● **DOCUMENT**:
◇ ◇ ◇ ◇

# Fuji K Guides - Titanium SIC??? Rod reccomendation?



## startzc (Feb 4, 2013)

Where do the rodbuilders on here find the sets of the titanium SIC K guides for $90? When I look on rodroom or mudhole the 50 size is $93 by itself.

What would be a good (cheap) king blank to build my son a rod on? I have heard the 10ft CUI surf rods work good cut down to 8' but not sure I am comfortable altering a blank.

Thanks


----------



## 49913 (Apr 18, 2014)

I like this one for a good blank that keeps costs low. http://www.therodroom.com/shop/pc/SWB80MH-FORECAST-E-GLASS-SALTWATER-185p291.htm
And just curious, why are you looking for SIC Titanium? Monstrously overpriced for what tiny bit of extra you get. Just an opinion.


----------



## tiderider (Oct 1, 2007)

◇ ◇ ◇ ◇

● **DATA**:

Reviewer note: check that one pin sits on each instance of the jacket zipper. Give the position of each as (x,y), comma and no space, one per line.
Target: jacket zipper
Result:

◇ ◇ ◇ ◇

● **STATED PROBLEM 1**:
Answer these questions about the Fuji K guides thread:
(a) What does the 50 size guide cost by itself at rodroom or mudhole?
(b) What length are the CUI surf rods that reportedly work well when cut down, and to what length are they cut?
(c) How does the second poster describe SIC Titanium?
● **STATED PROBLEM 2**: Copy everything in the Fuji K guides thread from "Where do the" down to "altering a blank.".

● **WORKED ANSWER 1**:
(a) $93.
(b) They are 10ft surf rods, cut down to 8'.
(c) As "Monstrously overpriced for what tiny bit of extra you get."

● **WORKED ANSWER 2**:
Where do the rodbuilders on here find the sets of the titanium SIC K guides for $90? When I look on rodroom or mudhole the 50 size is $93 by itself.

What would be a good (cheap) king blank to build my son a rod on? I have heard the 10ft CUI surf rods work good cut down to 8' but not sure I am comfortable altering a blank.